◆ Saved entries
━━━━━━━━━━
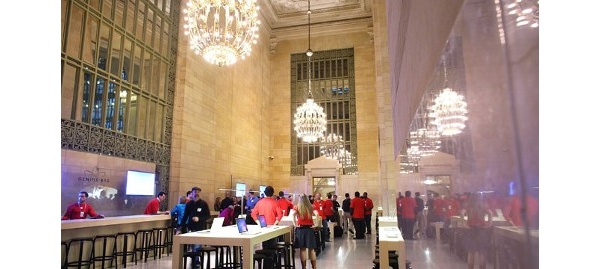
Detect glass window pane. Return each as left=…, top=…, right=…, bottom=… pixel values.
left=81, top=72, right=94, bottom=123
left=117, top=88, right=128, bottom=132
left=102, top=0, right=114, bottom=20
left=110, top=31, right=123, bottom=77
left=127, top=92, right=138, bottom=136
left=82, top=16, right=100, bottom=66
left=144, top=9, right=158, bottom=45
left=135, top=2, right=146, bottom=40
left=65, top=5, right=85, bottom=59
left=154, top=104, right=165, bottom=143
left=136, top=95, right=148, bottom=138
left=121, top=37, right=133, bottom=81
left=60, top=64, right=78, bottom=119
left=156, top=61, right=168, bottom=100
left=98, top=23, right=112, bottom=71
left=125, top=1, right=137, bottom=34
left=92, top=78, right=106, bottom=126
left=131, top=45, right=142, bottom=85
left=104, top=82, right=119, bottom=129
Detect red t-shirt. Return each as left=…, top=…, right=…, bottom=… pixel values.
left=323, top=199, right=333, bottom=216
left=365, top=197, right=373, bottom=215
left=277, top=198, right=294, bottom=216
left=402, top=196, right=417, bottom=219
left=350, top=197, right=365, bottom=219
left=144, top=198, right=160, bottom=215
left=313, top=200, right=325, bottom=219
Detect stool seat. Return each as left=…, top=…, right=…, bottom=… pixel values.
left=134, top=229, right=156, bottom=262
left=92, top=234, right=117, bottom=269
left=115, top=232, right=137, bottom=268
left=64, top=237, right=94, bottom=268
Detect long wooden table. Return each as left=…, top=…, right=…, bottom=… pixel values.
left=379, top=226, right=406, bottom=268
left=493, top=226, right=540, bottom=269
left=172, top=225, right=292, bottom=269
left=377, top=216, right=398, bottom=227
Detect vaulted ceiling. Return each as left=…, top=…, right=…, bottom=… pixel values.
left=258, top=0, right=373, bottom=40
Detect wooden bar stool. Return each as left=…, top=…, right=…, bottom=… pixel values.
left=135, top=229, right=156, bottom=264
left=92, top=234, right=117, bottom=269
left=65, top=237, right=94, bottom=268
left=116, top=232, right=137, bottom=268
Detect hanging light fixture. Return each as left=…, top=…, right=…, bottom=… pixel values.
left=183, top=0, right=260, bottom=66
left=319, top=133, right=346, bottom=162
left=506, top=0, right=540, bottom=28
left=429, top=57, right=468, bottom=136
left=294, top=0, right=327, bottom=143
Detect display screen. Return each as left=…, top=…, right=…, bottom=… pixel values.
left=125, top=170, right=156, bottom=195
left=258, top=185, right=267, bottom=198
left=235, top=183, right=246, bottom=197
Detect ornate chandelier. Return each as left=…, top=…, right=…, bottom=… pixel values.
left=294, top=0, right=327, bottom=143
left=183, top=0, right=260, bottom=66
left=506, top=0, right=540, bottom=28
left=429, top=88, right=468, bottom=136
left=319, top=133, right=346, bottom=161
left=407, top=128, right=442, bottom=155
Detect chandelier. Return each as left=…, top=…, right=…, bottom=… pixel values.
left=183, top=0, right=260, bottom=66
left=407, top=128, right=442, bottom=156
left=506, top=0, right=540, bottom=28
left=294, top=0, right=327, bottom=143
left=429, top=88, right=468, bottom=136
left=319, top=133, right=346, bottom=161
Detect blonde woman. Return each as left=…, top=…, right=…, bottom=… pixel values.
left=292, top=194, right=317, bottom=269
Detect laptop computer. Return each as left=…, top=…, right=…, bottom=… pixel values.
left=200, top=217, right=225, bottom=233
left=235, top=218, right=260, bottom=235
left=258, top=215, right=267, bottom=228
left=258, top=215, right=277, bottom=228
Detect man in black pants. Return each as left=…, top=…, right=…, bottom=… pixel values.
left=350, top=192, right=366, bottom=239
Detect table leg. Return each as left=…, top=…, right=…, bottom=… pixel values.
left=171, top=236, right=184, bottom=269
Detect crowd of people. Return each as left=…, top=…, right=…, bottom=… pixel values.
left=61, top=186, right=539, bottom=269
━━━━━━━━━━
◆ Task objective
Can you lay out every line of the material above as a Markdown table with the columns "No." and "Line", one row per line, numbered from 1, skipping blank lines and leaving out the pictures?

◆ Task solution
| No. | Line |
|---|---|
| 1 | Detect glass window pane. Return each as left=…, top=…, right=…, bottom=… pixel values. |
| 2 | left=81, top=72, right=94, bottom=123 |
| 3 | left=117, top=88, right=128, bottom=132 |
| 4 | left=102, top=0, right=114, bottom=20 |
| 5 | left=110, top=31, right=123, bottom=77 |
| 6 | left=127, top=92, right=138, bottom=136 |
| 7 | left=82, top=16, right=100, bottom=66 |
| 8 | left=144, top=9, right=158, bottom=45 |
| 9 | left=135, top=2, right=146, bottom=40 |
| 10 | left=65, top=5, right=85, bottom=59 |
| 11 | left=154, top=104, right=165, bottom=143 |
| 12 | left=136, top=95, right=148, bottom=138 |
| 13 | left=121, top=37, right=133, bottom=81 |
| 14 | left=60, top=64, right=78, bottom=119 |
| 15 | left=156, top=61, right=168, bottom=100 |
| 16 | left=98, top=23, right=112, bottom=71 |
| 17 | left=125, top=1, right=137, bottom=34 |
| 18 | left=92, top=78, right=106, bottom=126 |
| 19 | left=131, top=45, right=142, bottom=85 |
| 20 | left=104, top=82, right=119, bottom=129 |
| 21 | Detect red t-shirt. Return each as left=…, top=…, right=…, bottom=… pixel values. |
| 22 | left=323, top=199, right=333, bottom=216 |
| 23 | left=365, top=197, right=373, bottom=215 |
| 24 | left=277, top=198, right=294, bottom=216 |
| 25 | left=402, top=196, right=417, bottom=219 |
| 26 | left=350, top=197, right=365, bottom=219 |
| 27 | left=144, top=198, right=160, bottom=215 |
| 28 | left=313, top=200, right=325, bottom=219 |
| 29 | Detect stool seat. Return each as left=…, top=…, right=…, bottom=… pixel values. |
| 30 | left=134, top=229, right=156, bottom=262 |
| 31 | left=92, top=234, right=117, bottom=269 |
| 32 | left=115, top=232, right=137, bottom=268 |
| 33 | left=64, top=237, right=94, bottom=268 |
| 34 | Detect long wooden table. Return each as left=…, top=…, right=…, bottom=… pixel values. |
| 35 | left=379, top=226, right=406, bottom=268 |
| 36 | left=493, top=226, right=540, bottom=269 |
| 37 | left=172, top=225, right=292, bottom=269 |
| 38 | left=377, top=216, right=398, bottom=227 |
| 39 | Detect vaulted ceiling. Return each as left=…, top=…, right=…, bottom=… pixel values. |
| 40 | left=258, top=0, right=373, bottom=40 |
| 41 | Detect wooden bar stool. Return each as left=…, top=…, right=…, bottom=… pixel values. |
| 42 | left=135, top=229, right=156, bottom=264 |
| 43 | left=92, top=234, right=117, bottom=269 |
| 44 | left=65, top=237, right=94, bottom=268 |
| 45 | left=116, top=232, right=137, bottom=268 |
| 46 | Detect hanging light fixture. Return each as left=…, top=…, right=…, bottom=… pixel values. |
| 47 | left=183, top=0, right=260, bottom=66 |
| 48 | left=319, top=133, right=346, bottom=162 |
| 49 | left=506, top=0, right=540, bottom=28 |
| 50 | left=429, top=57, right=468, bottom=136 |
| 51 | left=294, top=0, right=327, bottom=143 |
| 52 | Detect display screen. Return each as left=…, top=…, right=…, bottom=… pixel values. |
| 53 | left=125, top=170, right=156, bottom=195 |
| 54 | left=258, top=185, right=267, bottom=198 |
| 55 | left=235, top=183, right=246, bottom=197 |
| 56 | Detect ornate chandelier. Return each as left=…, top=…, right=…, bottom=… pixel values. |
| 57 | left=294, top=0, right=327, bottom=143 |
| 58 | left=183, top=0, right=260, bottom=66 |
| 59 | left=506, top=0, right=540, bottom=28 |
| 60 | left=429, top=88, right=468, bottom=136 |
| 61 | left=319, top=133, right=346, bottom=161 |
| 62 | left=407, top=128, right=442, bottom=155 |
| 63 | Detect chandelier. Return each as left=…, top=…, right=…, bottom=… pixel values. |
| 64 | left=183, top=0, right=260, bottom=66 |
| 65 | left=407, top=128, right=442, bottom=156 |
| 66 | left=506, top=0, right=540, bottom=28 |
| 67 | left=294, top=0, right=327, bottom=143 |
| 68 | left=429, top=88, right=468, bottom=136 |
| 69 | left=319, top=133, right=346, bottom=161 |
| 70 | Detect blonde woman. Return each as left=…, top=…, right=…, bottom=… pixel values. |
| 71 | left=292, top=194, right=317, bottom=269 |
| 72 | Detect laptop computer. Return each as left=…, top=…, right=…, bottom=… pixel values. |
| 73 | left=200, top=217, right=225, bottom=233 |
| 74 | left=235, top=218, right=260, bottom=235 |
| 75 | left=258, top=215, right=267, bottom=228 |
| 76 | left=258, top=215, right=277, bottom=228 |
| 77 | Detect man in black pants. Return each as left=…, top=…, right=…, bottom=… pixel values. |
| 78 | left=350, top=192, right=366, bottom=239 |
| 79 | Detect table leg. Return each as left=…, top=…, right=…, bottom=… pixel values. |
| 80 | left=171, top=236, right=184, bottom=269 |
| 81 | Detect crowd of people. Return each as left=…, top=…, right=…, bottom=… pixel values. |
| 82 | left=61, top=186, right=539, bottom=269 |